(Point-per-instance localization data)

-- -- --

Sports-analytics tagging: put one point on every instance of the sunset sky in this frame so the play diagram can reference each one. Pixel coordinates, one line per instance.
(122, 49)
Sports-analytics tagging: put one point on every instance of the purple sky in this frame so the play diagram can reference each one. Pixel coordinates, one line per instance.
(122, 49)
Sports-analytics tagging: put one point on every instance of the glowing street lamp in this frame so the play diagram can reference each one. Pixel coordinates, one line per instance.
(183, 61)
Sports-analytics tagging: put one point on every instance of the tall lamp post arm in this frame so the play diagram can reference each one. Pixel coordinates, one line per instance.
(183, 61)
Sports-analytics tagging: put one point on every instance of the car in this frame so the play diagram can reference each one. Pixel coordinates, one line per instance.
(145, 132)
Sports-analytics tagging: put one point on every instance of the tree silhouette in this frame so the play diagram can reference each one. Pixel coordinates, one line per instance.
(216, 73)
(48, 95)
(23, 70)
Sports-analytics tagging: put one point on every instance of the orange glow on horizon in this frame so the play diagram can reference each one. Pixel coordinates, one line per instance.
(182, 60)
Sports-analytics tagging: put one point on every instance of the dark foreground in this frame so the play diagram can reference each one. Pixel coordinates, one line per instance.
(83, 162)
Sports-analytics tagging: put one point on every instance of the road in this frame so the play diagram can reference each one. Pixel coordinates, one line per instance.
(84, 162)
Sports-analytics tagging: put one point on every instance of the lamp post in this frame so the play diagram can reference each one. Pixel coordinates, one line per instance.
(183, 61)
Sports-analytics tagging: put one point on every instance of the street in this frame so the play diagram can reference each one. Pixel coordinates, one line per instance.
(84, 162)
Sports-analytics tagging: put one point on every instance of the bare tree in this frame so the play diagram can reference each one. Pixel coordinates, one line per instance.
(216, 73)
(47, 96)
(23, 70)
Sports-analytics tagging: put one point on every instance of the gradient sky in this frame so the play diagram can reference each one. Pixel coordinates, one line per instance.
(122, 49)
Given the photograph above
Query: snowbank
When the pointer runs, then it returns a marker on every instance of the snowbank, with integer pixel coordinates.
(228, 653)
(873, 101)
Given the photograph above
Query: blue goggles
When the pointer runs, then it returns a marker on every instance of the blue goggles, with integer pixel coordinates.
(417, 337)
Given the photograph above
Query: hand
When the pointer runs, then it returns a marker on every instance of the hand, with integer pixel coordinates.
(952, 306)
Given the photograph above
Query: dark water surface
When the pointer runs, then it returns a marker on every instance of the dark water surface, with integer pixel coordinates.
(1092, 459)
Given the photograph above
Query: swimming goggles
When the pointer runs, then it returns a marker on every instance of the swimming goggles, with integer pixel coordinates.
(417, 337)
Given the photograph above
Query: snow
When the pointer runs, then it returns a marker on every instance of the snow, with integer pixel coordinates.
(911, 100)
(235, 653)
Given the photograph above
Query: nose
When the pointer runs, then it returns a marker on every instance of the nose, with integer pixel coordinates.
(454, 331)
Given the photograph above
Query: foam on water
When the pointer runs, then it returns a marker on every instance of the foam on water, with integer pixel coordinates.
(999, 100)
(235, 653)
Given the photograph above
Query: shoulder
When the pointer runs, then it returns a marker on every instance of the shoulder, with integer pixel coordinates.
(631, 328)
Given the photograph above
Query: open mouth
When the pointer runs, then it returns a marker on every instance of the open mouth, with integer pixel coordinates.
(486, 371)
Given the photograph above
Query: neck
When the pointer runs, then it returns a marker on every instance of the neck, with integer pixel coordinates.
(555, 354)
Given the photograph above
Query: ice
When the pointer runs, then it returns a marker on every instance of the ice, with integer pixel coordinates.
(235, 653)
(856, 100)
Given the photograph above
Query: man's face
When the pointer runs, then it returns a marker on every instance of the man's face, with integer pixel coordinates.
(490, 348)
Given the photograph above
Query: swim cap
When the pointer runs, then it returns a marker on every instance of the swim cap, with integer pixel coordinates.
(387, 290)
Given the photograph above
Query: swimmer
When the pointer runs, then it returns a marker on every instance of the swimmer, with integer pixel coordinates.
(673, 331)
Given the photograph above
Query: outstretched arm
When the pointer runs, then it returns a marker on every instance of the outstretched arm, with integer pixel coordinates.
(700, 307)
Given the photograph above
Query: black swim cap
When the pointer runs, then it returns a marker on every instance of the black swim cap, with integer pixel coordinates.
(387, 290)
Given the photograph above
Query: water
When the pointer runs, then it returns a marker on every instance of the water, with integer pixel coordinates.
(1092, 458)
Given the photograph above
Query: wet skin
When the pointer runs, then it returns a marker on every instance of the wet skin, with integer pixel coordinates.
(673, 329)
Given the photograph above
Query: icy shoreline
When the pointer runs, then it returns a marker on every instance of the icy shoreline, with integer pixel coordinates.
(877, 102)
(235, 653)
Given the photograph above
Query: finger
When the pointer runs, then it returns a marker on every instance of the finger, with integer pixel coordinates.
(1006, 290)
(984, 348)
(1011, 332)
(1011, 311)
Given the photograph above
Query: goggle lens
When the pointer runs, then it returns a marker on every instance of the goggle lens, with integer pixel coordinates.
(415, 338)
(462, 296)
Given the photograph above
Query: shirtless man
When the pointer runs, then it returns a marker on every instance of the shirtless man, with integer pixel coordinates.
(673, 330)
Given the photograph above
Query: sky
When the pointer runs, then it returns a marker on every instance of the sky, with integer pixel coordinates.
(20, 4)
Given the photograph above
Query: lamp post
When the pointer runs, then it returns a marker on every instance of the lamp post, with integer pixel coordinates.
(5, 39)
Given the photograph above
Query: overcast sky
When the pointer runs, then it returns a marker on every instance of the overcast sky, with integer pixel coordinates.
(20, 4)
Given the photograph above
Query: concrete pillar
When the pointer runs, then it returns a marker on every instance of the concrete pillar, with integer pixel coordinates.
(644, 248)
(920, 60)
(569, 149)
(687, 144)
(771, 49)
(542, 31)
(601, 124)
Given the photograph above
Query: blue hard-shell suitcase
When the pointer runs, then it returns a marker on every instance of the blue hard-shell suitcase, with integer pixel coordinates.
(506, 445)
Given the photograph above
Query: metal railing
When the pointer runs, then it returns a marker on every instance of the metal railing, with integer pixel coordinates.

-- -- --

§ Brief:
Word for word, write out all of the data above.

§ Expected answer:
Sports-analytics tagging: put one point on every instance of the sunset sky in this frame so the play diagram can reference each one. Pixel coordinates, one line per instance.
(122, 49)
Sports-analytics tagging: put one point on every instance of the purple sky in this frame so the play diagram can reference each one. Pixel coordinates, one line per instance.
(122, 49)
Sports-analytics tagging: put one point on every instance of the glowing street lamp in this frame so the play diagram can reference each one. Pixel coordinates, one line per instance.
(183, 61)
Sports-analytics tagging: put one point on every instance of the tall lamp post arm in this frame so the play diagram can reference each one. Pixel coordinates, one line per instance.
(183, 61)
Sports-analytics tagging: put one point on every instance of the car in this frame so the play diagram can reference each one. Pixel coordinates, one line per instance.
(145, 132)
Sports-analytics tagging: put one point on every instance of the tree silhouette in this frame so the play diagram can reference each one. Pixel coordinates, one line per instance.
(216, 73)
(48, 95)
(23, 70)
Sports-analytics tagging: put one point on every instance of the orange glow on horizon in this frame so the play diagram can reference each one. Pixel coordinates, one line per instance.
(182, 60)
Sports-analytics tagging: put one point on every instance of the dark foreground in this frame so the play diagram can reference each one. Pixel coordinates, one line per instance.
(83, 162)
Sports-analytics tagging: put one point on every instance of the road in this frame so the play diagram can reference each one. Pixel coordinates, one line per instance.
(84, 162)
Sports-analytics tagging: put one point on every instance of the lamp post in this frame so the play diagram can reference each one. Pixel coordinates, one line per instance.
(183, 61)
Sports-analytics tagging: put one point on every instance of the street in this frame so the play diagram can reference each one. Pixel coordinates, one line per instance.
(84, 162)
Sports-analytics tagging: put one point on every instance of the bare tree in this frame so the play diagram can reference each one. Pixel coordinates, one line per instance.
(216, 73)
(47, 96)
(23, 70)
Sports-analytics tagging: put one point on every instance of the gradient sky in this frame so the play diagram can reference each one. Pixel coordinates, one line per instance.
(122, 49)
Given the photograph above
Query: snowbank
When the pointer runs, then it returns a marker on every instance of the snowbank, with integer pixel coordinates.
(228, 653)
(873, 101)
Given the photograph above
Query: blue goggles
When the pointer runs, then it returns a marker on every instance of the blue goggles, with integer pixel coordinates.
(417, 337)
Given the photograph above
Query: hand
When the pointer runs, then it returns a marker on every instance of the hand, with integer pixel coordinates.
(952, 306)
Given the photograph above
Query: dark water surface
When the pointer runs, then it returns a marker on every instance of the dark water surface, with integer pixel coordinates.
(1092, 459)
Given the photograph above
Query: swimming goggles
When the pointer runs, then it returns a marker on every instance of the swimming goggles, with integer pixel coordinates.
(417, 337)
Given the photograph above
Query: snow
When the pointer runs, then it returns a marker on every instance of the snow, with integer pixel coordinates.
(911, 100)
(235, 653)
Given the photograph above
Query: nose
When the pointer runs, then it returns a marker on every instance of the nose, with integer pixel coordinates.
(454, 331)
Given the photograph above
Query: foam on water
When the pointer runs, then it returns a marker on every instance of the foam on water, with integer pixel coordinates.
(999, 100)
(235, 653)
Given the photograph above
Query: shoulder
When the pointer runs, then it returns a marker on every instance of the shoulder, with integer pixel coordinates.
(631, 328)
Given the photograph above
Query: open mouth
When the pointer runs, then it returns a marker on every instance of the open mouth, with integer pixel coordinates.
(486, 371)
Given the photograph above
Query: neck
When the pointer runs, then it returns a marker on every instance of the neck, with integer pixel coordinates.
(555, 354)
Given the photograph above
Query: ice
When the pointer runs, then it returns a marker on every instance of the ice, with integer pixel coordinates.
(235, 653)
(856, 100)
Given the photograph above
Query: man's face
When the pointer runs, then it returns a marker on every instance of the man's face, with integer pixel coordinates.
(490, 348)
Given the photograph above
Query: swim cap
When the pointer runs, then it returns a marker on every instance of the swim cap, with integer pixel coordinates.
(387, 290)
Given the photograph above
Query: swimmer
When the pointer runs, then it returns a marker on every instance of the swimmer, with integer pixel coordinates.
(673, 331)
Given the photograph above
Query: outstretched arm
When the pointer runs, then it returns a marker on every instance of the outstretched arm, with integer pixel coordinates.
(700, 307)
Given the photograph above
Query: black swim cap
When the pointer runs, then it returns a marker on every instance of the black swim cap, with integer pixel coordinates.
(387, 290)
Given the photograph above
Query: water
When the pointer runs, then it returns a marker on every instance of the water, with integer pixel coordinates.
(1092, 458)
Given the photograph above
Query: wet skin
When the pointer runs, then it returns a marker on every instance of the wet skin, with integer pixel coordinates.
(673, 329)
Given the photograph above
Query: icy shoreline
When the pointer runs, then it returns a marker on every instance of the icy shoreline, with integer pixel coordinates.
(877, 102)
(235, 653)
Given the photograph above
Query: finger
When the pointer runs, then it returns a marker on every instance of the finger, with integer pixel coordinates.
(1006, 290)
(984, 348)
(1011, 332)
(1011, 311)
Given the photograph above
Query: goggle lens
When the pointer runs, then it returns a marker on every instance of the goggle lens, with integer pixel coordinates.
(415, 338)
(462, 296)
Given the photograph above
Query: shirtless man
When the pointer runs, then it returns a marker on every instance of the shirtless man, with integer pixel coordinates.
(673, 330)
Given the photograph above
Query: sky
When the pointer runs, then it returns a marker on every instance of the sky, with integer pixel coordinates.
(20, 4)
Given the photograph above
Query: lamp post
When the pointer runs, then it returns a marker on every instance of the lamp post, with integer pixel coordinates.
(5, 39)
Given the photograph above
Query: overcast sky
When the pointer runs, then it returns a marker on every instance of the overcast sky, with integer pixel coordinates.
(20, 4)
Given the photograph above
Query: concrete pillar
When the pointer runs, then it returns a marker on every instance of the concrete pillar, with integer pixel coordinates.
(644, 248)
(920, 60)
(569, 149)
(687, 144)
(771, 49)
(542, 31)
(601, 124)
Given the photograph above
Query: blue hard-shell suitcase
When the pointer runs, then it returns a marker on every instance of the blue hard-shell suitcase, with integer pixel coordinates.
(506, 445)
Given the photograph above
Query: metal railing
When the pointer runs, then it returns a marker on every instance of the metal railing, with integer pixel coordinates.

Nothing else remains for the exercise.